"Prze(Błysk)i" - Pearl Jam - Lightning Bolt (2013)
Po kilku, mniej znanych płytach, przyszła pora by stworzyć tekst o... nieco bardziej znanym zespole. I zanim podniosą się głosy „Dlaczego akurat ta płyta? Przecież jest „Ten”, „Vitalogy” czy „Vs.”, pozwólcie, że się wytłumaczę.
Z Pearl Jamem zawsze było mi nie po drodze. Serio. Spośród Wielkiej Czwórki z Seattle, moim faworytem chyba na zawsze pozostanie Alice in Chains. Nirvanę uwielbiałem w czasach gimnazjalnych, wtedy Cobain był wręcz muzyczną wyrocznią. Sentyment pozostał. Soundgarden i Chrisa Cornella poznałem w 2015, gdy gdzieś na „jutubach” trafiłem na utwór tytułowy, z płyty Chrisa „Higher Truth”. Po obejrzeniu (i wysłuchaniu!) teledysku do „Jesus Christ Pose” grupy Soundgarden byłem już totalnie kupiony! A Pearl Jam...
No właśnie, niby wiedziałem, że mają wielce kontrowersyjną piosenkę o dzieciaku, który strzelił sobie w twarz. I tyle. Nie byłem też nigdy psychofanem głosu Veddera. Fakt faktem, mocniejszy od Staley'a, nie mówiąc już o Cobainie. Ale z Cornellem nie miałby szans. Nie ma już jednak roku 1991, moim skromnym zdaniem, najlepszego w krótkiej historii grunge'u. Czas nie stoi w miejscu, czego dobitnym przykładem, jest to, że nie ma już z nami Kurta Cobaina, Layne'a Staley'a i Chrisa Cornella. Pearl Jam, jako jedyny zespół z Seattle, wciąż występuje w oryginalnym składzie. Ba! Przez kilka lat, byli jedynym, aktywnym zespołem, mającym swoje korzenie w grunge'u. A to, czy ich muzyka ma coś jeszcze wspólnego z grungem, czy nie, nie jest ważne. Zespół ewoluuje, ludzie, którzy go tworzą ulegają nowym wpływom. Pewne znoszone schematy, niczym stare ubrania, trafiają do szafy. Tak ja, zdecydowałem się odwiesić tam moją niechęć do Pearl Jam. W zeszłym roku, zrodziła się we mnie chęć poznania tego zespołu. Serdeczny przyjaciel, szerzący dobre, „Pearl Jamowe słowo” wysłał mi wszystkie płyty i przykazał „Słuchaj”. Ot, taki muzyczny kaznodzieja (tak, Bartas - to o Tobie).

> **Informacje**:
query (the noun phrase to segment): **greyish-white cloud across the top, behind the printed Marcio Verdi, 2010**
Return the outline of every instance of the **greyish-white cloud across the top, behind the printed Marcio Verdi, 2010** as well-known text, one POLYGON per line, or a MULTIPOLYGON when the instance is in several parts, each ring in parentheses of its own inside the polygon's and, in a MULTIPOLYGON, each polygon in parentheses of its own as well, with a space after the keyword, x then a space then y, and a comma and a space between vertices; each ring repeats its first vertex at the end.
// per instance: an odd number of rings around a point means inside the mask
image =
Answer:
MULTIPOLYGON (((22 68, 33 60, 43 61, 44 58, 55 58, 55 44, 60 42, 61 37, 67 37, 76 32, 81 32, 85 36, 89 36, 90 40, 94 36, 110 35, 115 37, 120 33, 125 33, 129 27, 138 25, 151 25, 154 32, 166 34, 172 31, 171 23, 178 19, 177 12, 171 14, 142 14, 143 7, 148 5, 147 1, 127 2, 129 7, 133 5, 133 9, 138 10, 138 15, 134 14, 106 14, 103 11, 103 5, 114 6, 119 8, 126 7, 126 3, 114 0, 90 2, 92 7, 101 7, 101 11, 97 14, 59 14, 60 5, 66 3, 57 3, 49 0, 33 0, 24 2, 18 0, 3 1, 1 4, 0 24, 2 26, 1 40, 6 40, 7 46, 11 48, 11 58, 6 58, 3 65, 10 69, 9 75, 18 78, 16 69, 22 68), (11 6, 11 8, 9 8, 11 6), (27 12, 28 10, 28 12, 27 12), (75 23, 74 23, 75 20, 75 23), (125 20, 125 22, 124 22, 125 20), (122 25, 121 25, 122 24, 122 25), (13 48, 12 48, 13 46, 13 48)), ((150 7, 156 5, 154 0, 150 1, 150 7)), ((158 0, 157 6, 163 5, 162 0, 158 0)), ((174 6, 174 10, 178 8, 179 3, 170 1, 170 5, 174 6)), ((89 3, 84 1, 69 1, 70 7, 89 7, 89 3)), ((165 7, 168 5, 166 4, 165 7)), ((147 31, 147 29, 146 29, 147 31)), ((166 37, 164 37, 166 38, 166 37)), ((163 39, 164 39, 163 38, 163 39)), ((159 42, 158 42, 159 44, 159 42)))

> **Wykonaj polecenia**:
[1] Który rok tekst o płycie „Lightning Bolt” uznaje za najlepszy w krótkiej historii grunge'u?
[2] Proszę przepisać z tekstu o płycie „Lightning Bolt” cały fragment od słów "Po kilku, mniej" aż po słowa "A Pearl Jam...".
Materiał nie jest potrzebny do wykonania żadnego z zadań.

> **Odpowiedzi do zadań**:
[1] Rok 1991.

[2]
Po kilku, mniej znanych płytach, przyszła pora by stworzyć tekst o... nieco bardziej znanym zespole. I zanim podniosą się głosy „Dlaczego akurat ta płyta? Przecież jest „Ten”, „Vitalogy” czy „Vs.”, pozwólcie, że się wytłumaczę.
Z Pearl Jamem zawsze było mi nie po drodze. Serio. Spośród Wielkiej Czwórki z Seattle, moim faworytem chyba na zawsze pozostanie Alice in Chains. Nirvanę uwielbiałem w czasach gimnazjalnych, wtedy Cobain był wręcz muzyczną wyrocznią. Sentyment pozostał. Soundgarden i Chrisa Cornella poznałem w 2015, gdy gdzieś na „jutubach” trafiłem na utwór tytułowy, z płyty Chrisa „Higher Truth”. Po obejrzeniu (i wysłuchaniu!) teledysku do „Jesus Christ Pose” grupy Soundgarden byłem już totalnie kupiony! A Pearl Jam...